:: Record extracts ::
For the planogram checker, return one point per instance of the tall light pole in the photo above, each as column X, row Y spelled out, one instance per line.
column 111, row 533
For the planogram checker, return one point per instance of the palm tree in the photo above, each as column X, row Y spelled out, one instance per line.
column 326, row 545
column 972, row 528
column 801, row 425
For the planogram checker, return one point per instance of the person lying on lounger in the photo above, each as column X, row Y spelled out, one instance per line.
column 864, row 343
:::
Task brief →
Which lines run from the one containing "of the person" to the end of the entries above? Quote exactly those, and only those.

Solution to the problem →
For the planogram checker, return one point per instance of the person lying on lounger in the photo above, each as column X, row Y spelled out, one instance per line.
column 864, row 343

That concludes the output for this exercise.